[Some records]
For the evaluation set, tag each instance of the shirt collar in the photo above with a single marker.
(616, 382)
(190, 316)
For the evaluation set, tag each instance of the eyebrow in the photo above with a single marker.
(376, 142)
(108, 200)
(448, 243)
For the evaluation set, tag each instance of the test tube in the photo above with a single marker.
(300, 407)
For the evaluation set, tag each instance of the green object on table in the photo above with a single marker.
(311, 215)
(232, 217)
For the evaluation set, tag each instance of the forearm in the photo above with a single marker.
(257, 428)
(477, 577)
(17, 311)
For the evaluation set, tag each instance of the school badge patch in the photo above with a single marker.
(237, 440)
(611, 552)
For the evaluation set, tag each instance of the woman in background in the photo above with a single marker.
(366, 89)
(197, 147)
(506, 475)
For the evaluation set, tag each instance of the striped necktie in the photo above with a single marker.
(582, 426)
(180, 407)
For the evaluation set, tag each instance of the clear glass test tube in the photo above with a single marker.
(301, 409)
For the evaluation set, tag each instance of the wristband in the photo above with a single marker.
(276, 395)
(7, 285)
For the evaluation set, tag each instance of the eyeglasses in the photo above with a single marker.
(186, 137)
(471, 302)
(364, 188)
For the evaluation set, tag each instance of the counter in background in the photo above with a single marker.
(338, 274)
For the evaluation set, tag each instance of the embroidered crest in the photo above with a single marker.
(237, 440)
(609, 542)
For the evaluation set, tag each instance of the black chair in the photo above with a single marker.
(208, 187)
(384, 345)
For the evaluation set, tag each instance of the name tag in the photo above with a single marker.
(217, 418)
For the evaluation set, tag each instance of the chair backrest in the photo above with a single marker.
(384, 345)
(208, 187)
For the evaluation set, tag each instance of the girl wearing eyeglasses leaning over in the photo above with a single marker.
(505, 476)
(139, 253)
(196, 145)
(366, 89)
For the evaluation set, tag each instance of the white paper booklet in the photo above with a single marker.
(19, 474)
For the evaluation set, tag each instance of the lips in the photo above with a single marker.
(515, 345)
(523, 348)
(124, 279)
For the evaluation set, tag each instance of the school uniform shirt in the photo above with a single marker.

Directive:
Render the lines of the records above as a Markdown table with the columns Row and Entry, starting at the line containing "For the evaluation set, tag each instance of the lips" and ending at the last line of the records. Leave out blank lines.

Answer to the task:
| Row | Entry |
|---|---|
| 1 | For the evaluation set, tag each instance of the lips in the photo above with a single marker. |
| 2 | (515, 345) |
| 3 | (523, 348) |
| 4 | (124, 279) |
| 5 | For the evaluation set, tag each instance of the school uniform shirt in the photo above with a single marker. |